> _Given records_:
________________________________________

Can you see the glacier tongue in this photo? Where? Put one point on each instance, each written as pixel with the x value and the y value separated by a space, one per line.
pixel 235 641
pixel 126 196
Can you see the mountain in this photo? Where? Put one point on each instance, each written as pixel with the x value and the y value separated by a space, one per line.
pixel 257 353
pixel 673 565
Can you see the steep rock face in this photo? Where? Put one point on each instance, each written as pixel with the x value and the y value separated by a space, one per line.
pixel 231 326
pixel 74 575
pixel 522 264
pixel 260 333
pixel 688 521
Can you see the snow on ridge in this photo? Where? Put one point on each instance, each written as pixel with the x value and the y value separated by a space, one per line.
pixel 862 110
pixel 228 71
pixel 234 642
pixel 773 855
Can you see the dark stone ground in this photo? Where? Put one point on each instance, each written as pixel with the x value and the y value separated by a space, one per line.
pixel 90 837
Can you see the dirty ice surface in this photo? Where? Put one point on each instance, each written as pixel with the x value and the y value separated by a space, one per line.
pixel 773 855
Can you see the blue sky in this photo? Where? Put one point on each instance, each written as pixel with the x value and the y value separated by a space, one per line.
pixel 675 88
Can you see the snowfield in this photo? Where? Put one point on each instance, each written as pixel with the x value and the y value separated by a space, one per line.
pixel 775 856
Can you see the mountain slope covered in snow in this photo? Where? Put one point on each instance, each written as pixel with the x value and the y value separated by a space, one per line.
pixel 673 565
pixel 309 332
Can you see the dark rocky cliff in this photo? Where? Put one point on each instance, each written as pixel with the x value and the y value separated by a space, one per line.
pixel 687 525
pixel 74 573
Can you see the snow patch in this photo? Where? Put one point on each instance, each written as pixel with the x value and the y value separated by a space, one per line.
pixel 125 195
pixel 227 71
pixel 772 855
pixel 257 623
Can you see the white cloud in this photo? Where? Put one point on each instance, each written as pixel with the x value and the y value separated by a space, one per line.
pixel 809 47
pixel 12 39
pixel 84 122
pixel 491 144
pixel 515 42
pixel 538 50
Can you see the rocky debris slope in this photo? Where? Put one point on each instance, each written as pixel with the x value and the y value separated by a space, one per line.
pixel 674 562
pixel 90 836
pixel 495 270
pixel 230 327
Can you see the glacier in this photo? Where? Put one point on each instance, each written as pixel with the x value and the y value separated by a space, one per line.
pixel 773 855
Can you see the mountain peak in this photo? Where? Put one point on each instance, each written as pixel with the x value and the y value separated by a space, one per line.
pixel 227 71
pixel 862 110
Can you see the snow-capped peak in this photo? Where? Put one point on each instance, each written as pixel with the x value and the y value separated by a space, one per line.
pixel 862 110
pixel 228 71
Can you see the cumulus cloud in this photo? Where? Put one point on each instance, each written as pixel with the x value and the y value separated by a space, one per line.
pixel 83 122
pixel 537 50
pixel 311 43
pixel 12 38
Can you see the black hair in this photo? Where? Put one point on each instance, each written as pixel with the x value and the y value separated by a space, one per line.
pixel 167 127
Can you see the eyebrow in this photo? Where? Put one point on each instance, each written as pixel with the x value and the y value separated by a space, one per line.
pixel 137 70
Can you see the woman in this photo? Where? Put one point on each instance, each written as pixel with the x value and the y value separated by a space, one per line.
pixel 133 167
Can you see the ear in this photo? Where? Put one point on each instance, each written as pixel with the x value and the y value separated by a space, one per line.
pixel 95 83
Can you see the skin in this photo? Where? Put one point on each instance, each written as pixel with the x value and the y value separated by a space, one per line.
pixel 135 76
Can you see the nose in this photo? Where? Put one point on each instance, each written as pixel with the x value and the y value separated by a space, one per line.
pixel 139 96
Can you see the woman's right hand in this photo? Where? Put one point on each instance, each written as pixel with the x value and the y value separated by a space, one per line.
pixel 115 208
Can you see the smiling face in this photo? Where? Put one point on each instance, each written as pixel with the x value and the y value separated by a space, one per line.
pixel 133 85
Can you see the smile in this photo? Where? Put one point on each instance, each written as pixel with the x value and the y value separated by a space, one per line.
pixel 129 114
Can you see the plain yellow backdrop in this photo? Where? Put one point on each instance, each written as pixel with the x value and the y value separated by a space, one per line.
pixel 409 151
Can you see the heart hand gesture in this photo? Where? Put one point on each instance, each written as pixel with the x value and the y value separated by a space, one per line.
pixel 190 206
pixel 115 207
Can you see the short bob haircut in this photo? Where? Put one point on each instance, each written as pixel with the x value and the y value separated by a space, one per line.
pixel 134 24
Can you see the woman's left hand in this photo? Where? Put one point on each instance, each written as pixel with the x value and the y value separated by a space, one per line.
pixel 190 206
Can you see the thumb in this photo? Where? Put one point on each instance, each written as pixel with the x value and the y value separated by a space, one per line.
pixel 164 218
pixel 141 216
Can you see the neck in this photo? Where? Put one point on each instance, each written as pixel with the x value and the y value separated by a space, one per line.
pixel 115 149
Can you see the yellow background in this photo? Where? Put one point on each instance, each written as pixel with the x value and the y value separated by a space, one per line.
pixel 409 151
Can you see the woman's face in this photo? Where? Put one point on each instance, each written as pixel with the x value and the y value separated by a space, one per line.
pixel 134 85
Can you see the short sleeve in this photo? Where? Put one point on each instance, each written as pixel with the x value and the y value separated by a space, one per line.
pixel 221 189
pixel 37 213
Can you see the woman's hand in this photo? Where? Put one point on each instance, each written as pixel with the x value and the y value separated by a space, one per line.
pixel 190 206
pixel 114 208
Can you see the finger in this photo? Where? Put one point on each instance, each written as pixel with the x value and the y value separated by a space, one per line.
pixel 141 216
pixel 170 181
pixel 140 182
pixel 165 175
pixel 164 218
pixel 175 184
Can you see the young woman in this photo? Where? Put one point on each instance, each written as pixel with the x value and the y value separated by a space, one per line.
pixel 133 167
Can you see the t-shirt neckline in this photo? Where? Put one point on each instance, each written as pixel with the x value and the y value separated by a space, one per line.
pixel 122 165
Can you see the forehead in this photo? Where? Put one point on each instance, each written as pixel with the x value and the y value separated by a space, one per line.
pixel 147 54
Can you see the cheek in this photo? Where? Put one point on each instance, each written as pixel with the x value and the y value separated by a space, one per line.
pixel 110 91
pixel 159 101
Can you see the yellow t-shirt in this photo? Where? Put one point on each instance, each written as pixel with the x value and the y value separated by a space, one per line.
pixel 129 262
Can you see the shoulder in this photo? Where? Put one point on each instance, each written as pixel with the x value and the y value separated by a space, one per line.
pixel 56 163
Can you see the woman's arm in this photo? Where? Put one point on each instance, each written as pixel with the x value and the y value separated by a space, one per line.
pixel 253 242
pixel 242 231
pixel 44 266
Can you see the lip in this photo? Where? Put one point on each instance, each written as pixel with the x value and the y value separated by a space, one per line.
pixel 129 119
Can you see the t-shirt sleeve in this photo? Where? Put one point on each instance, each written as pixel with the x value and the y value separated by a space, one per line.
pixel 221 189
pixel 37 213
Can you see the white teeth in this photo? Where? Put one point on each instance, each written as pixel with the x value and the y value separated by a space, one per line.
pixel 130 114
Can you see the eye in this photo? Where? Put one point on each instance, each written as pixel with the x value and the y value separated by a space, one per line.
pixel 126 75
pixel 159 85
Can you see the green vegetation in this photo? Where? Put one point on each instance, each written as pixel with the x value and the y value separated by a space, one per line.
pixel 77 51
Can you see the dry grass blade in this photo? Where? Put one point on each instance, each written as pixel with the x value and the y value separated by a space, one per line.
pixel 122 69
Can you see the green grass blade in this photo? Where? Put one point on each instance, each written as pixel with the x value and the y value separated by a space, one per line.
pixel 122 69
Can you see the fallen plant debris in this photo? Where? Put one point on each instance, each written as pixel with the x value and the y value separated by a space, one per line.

________________________________________

> _What is being asked_: Render every line of the items above as a numbered list, leaving out any blank lines.

> _Result of the exercise_:
1. Can you see the glacier tongue in this photo? Where? Put one point on each instance, each written as pixel with the x value and the y value separated by a space, one per line.
2. pixel 235 641
3. pixel 126 196
4. Can you see the mountain in this photo? Where? Put one point on each instance, each written as pixel with the x value and the y value separated by a space, one per line.
5. pixel 257 353
6. pixel 673 565
7. Can you see the steep rock face in this photo? Where? Put one point on each instance, each written as pixel with the x value and the y value separated by a space, one per line.
8. pixel 231 326
9. pixel 74 575
10. pixel 522 264
11. pixel 260 333
12. pixel 688 521
13. Can you see the snow on ridge in this photo? Where? Put one point on each instance, each written as pixel with the x value and the y value separated by a space, one per line.
14. pixel 862 110
15. pixel 228 71
16. pixel 234 642
17. pixel 773 855
18. Can you see the dark stone ground in this photo? Where? Put one point on each instance, each written as pixel with the x value and the y value separated by a space, one per line.
19. pixel 90 837
20. Can you see the dirty ice surface in this photo? Where? Put one point on each instance, each written as pixel with the x value and the y value separated by a space, one per line.
21. pixel 773 855
22. Can you see the blue sky in this photo? Where? Put one point on each instance, each written as pixel with the x value and the y value separated by a space, one per line.
23. pixel 675 88
24. Can you see the snowfield in this photo? Where? Put one point on each instance, each written as pixel with the x value and the y value separated by a space, one per line.
25. pixel 775 856
26. Can you see the mountain slope covered in snow in this photo? Where? Put one point on each instance, each written as pixel with the x value and the y value separated by a space, one per line.
27. pixel 673 565
28. pixel 309 332
29. Can you see the dark rocky cliff in this photo? Where? Put one point on each instance, each written as pixel with the x value and the y value separated by a space, one per line.
30. pixel 687 525
31. pixel 74 573
32. Can you see the snow patch in this photo? Where? Put one point on each instance, each written as pixel with the x value and the y value separated by a space, one per line.
33. pixel 125 195
34. pixel 227 71
35. pixel 772 855
36. pixel 257 623
37. Can you see the white cloud in this photo? Where? Put one point on each instance, each written as pixel with the x value and the y value separated by a space, one per line.
38. pixel 809 47
39. pixel 12 39
40. pixel 84 122
41. pixel 491 144
42. pixel 515 42
43. pixel 538 50
44. Can you see the rocky debris slope in this photo? Where? Put one point on each instance, each written as pixel with the x value and the y value separated by a space, one per line.
45. pixel 674 562
46. pixel 90 836
47. pixel 495 270
48. pixel 230 327
49. Can you see the glacier in this photo? Where? Put one point on each instance, each written as pixel with the x value and the y value separated by a space, one per line.
50. pixel 773 855
51. Can you see the mountain peak in this photo? Where? Put one point on each instance, each written as pixel with the x value and the y value separated by a space, one per line.
52. pixel 227 71
53. pixel 862 110
54. Can you see the snow-capped peak in this photo? Where? Put one point on each instance, each written as pixel with the x value and the y value separated by a space, one per line.
55. pixel 862 110
56. pixel 228 71
57. Can you see the cumulus cloud in this photo? Where? Put one point on each instance, each written as pixel with the x value and the y value separated by a space, one per line.
58. pixel 83 122
59. pixel 537 50
60. pixel 311 43
61. pixel 12 38
62. Can you see the black hair in this photo? Where? Put one point on each instance, each written as pixel with the x value and the y value separated by a space, one per line.
63. pixel 167 127
64. Can you see the eyebrow in this photo? Where? Put one point on each instance, each written as pixel with the x value and the y value separated by a space, one per line.
65. pixel 137 70
66. Can you see the woman in this photo? Where? Put one point on each instance, each written as pixel with the x value and the y value separated by a space, one per line.
67. pixel 133 167
68. Can you see the ear in this photo? Where? Put one point on each instance, each written as pixel with the x value and the y value separated by a space, one per line.
69. pixel 95 83
70. Can you see the skin in this photo? Where? Put one point on each instance, each written as pixel with the x value and the y value separated by a space, one per line.
71. pixel 135 76
72. Can you see the nose in this photo? Where? Put one point on each instance, each written as pixel with the x value and the y value separated by a space, one per line.
73. pixel 139 96
74. Can you see the woman's right hand in this photo? Where? Put one point on each instance, each written as pixel with the x value and the y value separated by a space, one per line.
75. pixel 115 208
76. Can you see the smiling face in this photo? Where? Put one point on each instance, each written as pixel with the x value and the y value separated by a space, one per line.
77. pixel 133 85
78. Can you see the smile in this photo? Where? Put one point on each instance, each written as pixel with the x value and the y value separated by a space, one per line.
79. pixel 129 114
80. Can you see the plain yellow backdrop in this photo? Where? Put one point on each instance, each written as pixel with the x value and the y value separated by a space, one per line.
81. pixel 409 151
82. Can you see the heart hand gesture in this photo? Where? Put one point on each instance, each written as pixel with the x value and the y value separated by a space, one per line.
83. pixel 190 206
84. pixel 115 207
85. Can you see the short bob haircut in this photo? Where? Put one point on each instance, each written as pixel with the x value and the y value separated by a space, one per line.
86. pixel 134 24
87. Can you see the woman's left hand in this photo? Where? Put one point on each instance, each written as pixel with the x value and the y value separated by a space, one per line.
88. pixel 190 206
89. Can you see the thumb in this photo? Where? Put one point on each instance, each written as pixel with the x value and the y value separated by a space, one per line.
90. pixel 164 218
91. pixel 141 216
92. Can you see the neck in this photo? Where? Put one point on each instance, each written as pixel with the x value and the y value separated by a space, one per line.
93. pixel 115 149
94. Can you see the yellow background in this photo? Where? Put one point on each instance, each written as pixel with the x value and the y value separated by a space, one per line.
95. pixel 409 151
96. Can you see the woman's face in this photo? Where? Put one point on each instance, each written as pixel with the x value and the y value separated by a space, one per line.
97. pixel 134 85
98. Can you see the short sleeve in this photo? Where? Put one point on each instance, each written as pixel with the x value and the y value separated by a space, one per line.
99. pixel 221 189
100. pixel 37 213
101. Can you see the woman's hand in this photo? Where? Put one point on each instance, each written as pixel with the x value and the y value separated by a space, one per line.
102. pixel 190 206
103. pixel 114 208
104. Can you see the finger in this photo? Where? Put one point on each instance, each written as pixel with the x value and the y value separated by a space, one per line.
105. pixel 141 216
106. pixel 170 181
107. pixel 140 182
108. pixel 165 175
109. pixel 164 218
110. pixel 175 184
111. Can you see the young woman in this photo? Where? Put one point on each instance, each written as pixel with the x value and the y value separated by a space, one per line.
112. pixel 133 167
113. Can you see the t-shirt neckline in this photo? Where? Put one point on each instance, each written as pixel with the x value and the y value separated by a space, one per line.
114. pixel 122 165
115. Can you see the forehead in this photo? Where? Put one point on each instance, each written as pixel with the x value and the y value separated by a space, one per line.
116. pixel 147 54
117. Can you see the cheek in this photo? Where? Put one point on each instance, each written as pixel with the x value and the y value separated by a space, one per line.
118. pixel 110 91
119. pixel 159 101
120. Can you see the yellow t-shirt in this photo? Where? Put one point on each instance, each written as pixel with the x value and the y value separated by a space, one per line.
121. pixel 129 262
122. Can you see the shoulder in this photo? Where? Put one point on each instance, each written as pixel with the x value and the y value separated by a space, one per line.
123. pixel 56 163
124. Can you see the woman's arm in this photo? Where? Put one point on each instance, each written as pixel with the x value and the y value separated by a space, one per line.
125. pixel 253 242
126. pixel 242 231
127. pixel 44 266
128. Can you see the lip in this photo? Where? Put one point on each instance, each written as pixel with the x value and the y value separated by a space, one per line.
129. pixel 129 119
130. Can you see the t-shirt sleeve in this photo? Where? Put one point on each instance, each written as pixel with the x value and the y value separated by a space, one per line.
131. pixel 221 189
132. pixel 37 213
133. Can you see the white teeth in this photo? Where? Put one point on each instance, each written as pixel with the x value and the y value separated by a space, one per line.
134. pixel 130 114
135. Can you see the eye in this photo? Where? Put one point on each instance, each written as pixel with the x value and the y value separated by a space, one per line.
136. pixel 126 75
137. pixel 159 85
138. Can you see the green vegetation in this photo? Where? Put one point on each instance, each written as pixel with the x value and the y value separated by a space, one per line.
139. pixel 77 51
140. Can you see the dry grass blade in this photo? Where? Put one point on each instance, each written as pixel with the x value and the y value separated by a space, one per line.
141. pixel 122 69
142. Can you see the green grass blade in this photo? Where? Put one point on each instance, each written as pixel with the x value and the y value separated by a space, one per line.
143. pixel 122 69
144. Can you see the fallen plant debris in this photo? Where? Put one point on each instance, each written as pixel with the x value and the y value separated by a space, one per line.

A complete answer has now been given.